__TASK TO COMPLETE__: Render the data below as a JSON list of strings, one string per line and with blank lines omitted, beginning with the line that contains "Tag every instance of the shoe inside" and continuing through the line that contains "x=850 y=126".

__DATASET RECORDS__:

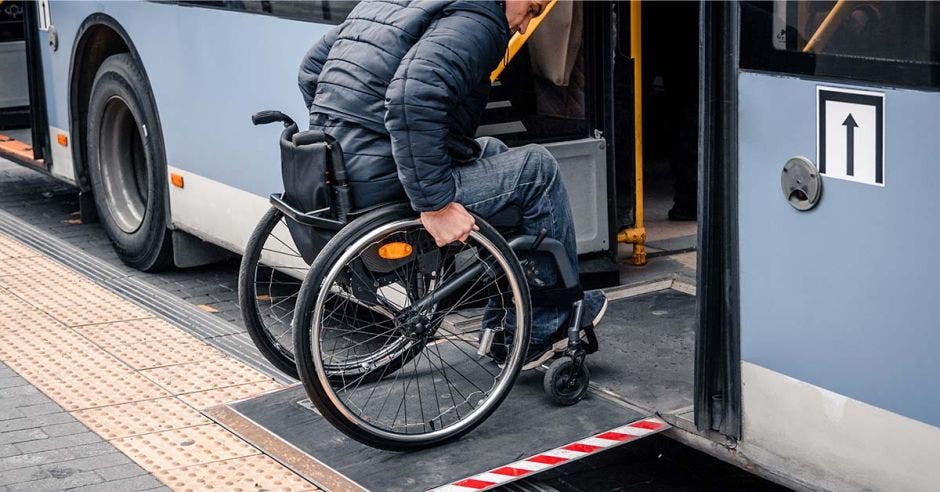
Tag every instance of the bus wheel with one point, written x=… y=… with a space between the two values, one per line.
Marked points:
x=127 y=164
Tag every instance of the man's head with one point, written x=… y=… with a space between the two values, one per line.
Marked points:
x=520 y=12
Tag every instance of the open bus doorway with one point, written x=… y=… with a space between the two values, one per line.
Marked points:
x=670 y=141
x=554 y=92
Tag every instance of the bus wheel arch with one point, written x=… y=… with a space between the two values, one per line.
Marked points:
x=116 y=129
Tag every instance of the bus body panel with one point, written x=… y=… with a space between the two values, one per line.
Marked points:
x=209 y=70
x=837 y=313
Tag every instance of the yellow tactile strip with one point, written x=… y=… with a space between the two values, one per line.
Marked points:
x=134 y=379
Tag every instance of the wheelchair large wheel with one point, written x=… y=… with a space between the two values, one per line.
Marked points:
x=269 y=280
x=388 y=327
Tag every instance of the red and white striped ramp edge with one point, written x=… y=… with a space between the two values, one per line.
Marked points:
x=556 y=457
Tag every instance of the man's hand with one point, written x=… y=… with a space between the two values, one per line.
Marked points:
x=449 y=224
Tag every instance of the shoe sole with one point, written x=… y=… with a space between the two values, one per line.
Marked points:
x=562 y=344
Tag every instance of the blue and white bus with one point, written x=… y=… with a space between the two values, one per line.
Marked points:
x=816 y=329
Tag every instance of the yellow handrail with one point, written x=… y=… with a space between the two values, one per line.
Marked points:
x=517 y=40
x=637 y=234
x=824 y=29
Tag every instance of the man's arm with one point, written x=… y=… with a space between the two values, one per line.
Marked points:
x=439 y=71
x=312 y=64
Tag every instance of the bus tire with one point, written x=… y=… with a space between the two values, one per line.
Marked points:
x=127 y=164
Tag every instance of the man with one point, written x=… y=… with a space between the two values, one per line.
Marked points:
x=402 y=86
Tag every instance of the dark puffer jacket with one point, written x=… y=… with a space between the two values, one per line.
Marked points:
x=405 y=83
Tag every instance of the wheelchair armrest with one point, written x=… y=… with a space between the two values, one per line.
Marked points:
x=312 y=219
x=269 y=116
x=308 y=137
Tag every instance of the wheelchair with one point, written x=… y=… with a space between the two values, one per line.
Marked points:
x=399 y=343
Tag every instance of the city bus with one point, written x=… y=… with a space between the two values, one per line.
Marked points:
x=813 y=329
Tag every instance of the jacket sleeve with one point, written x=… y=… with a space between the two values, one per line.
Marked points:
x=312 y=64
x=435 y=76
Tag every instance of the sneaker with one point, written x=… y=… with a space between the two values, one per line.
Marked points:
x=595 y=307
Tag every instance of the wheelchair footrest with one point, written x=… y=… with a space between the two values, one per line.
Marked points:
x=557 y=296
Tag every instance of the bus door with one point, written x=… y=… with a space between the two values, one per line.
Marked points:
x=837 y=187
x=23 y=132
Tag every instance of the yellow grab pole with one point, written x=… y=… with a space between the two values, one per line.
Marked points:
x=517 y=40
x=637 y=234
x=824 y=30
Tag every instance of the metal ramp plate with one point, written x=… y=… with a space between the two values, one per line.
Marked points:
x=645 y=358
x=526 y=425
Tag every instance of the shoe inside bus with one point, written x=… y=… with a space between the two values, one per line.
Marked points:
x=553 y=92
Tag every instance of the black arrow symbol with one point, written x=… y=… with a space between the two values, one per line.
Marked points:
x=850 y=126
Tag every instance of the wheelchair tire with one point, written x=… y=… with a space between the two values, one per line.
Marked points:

__COMPLETE RESPONSE__:
[
  "Tag every instance of the shoe inside bus with one point, written x=… y=… with a space between the two values, one per line.",
  "Marked points:",
  "x=553 y=92",
  "Tag every instance of the black arrow symbol with one point, written x=… y=… with a space between the two values, one per line.",
  "Marked points:",
  "x=850 y=126"
]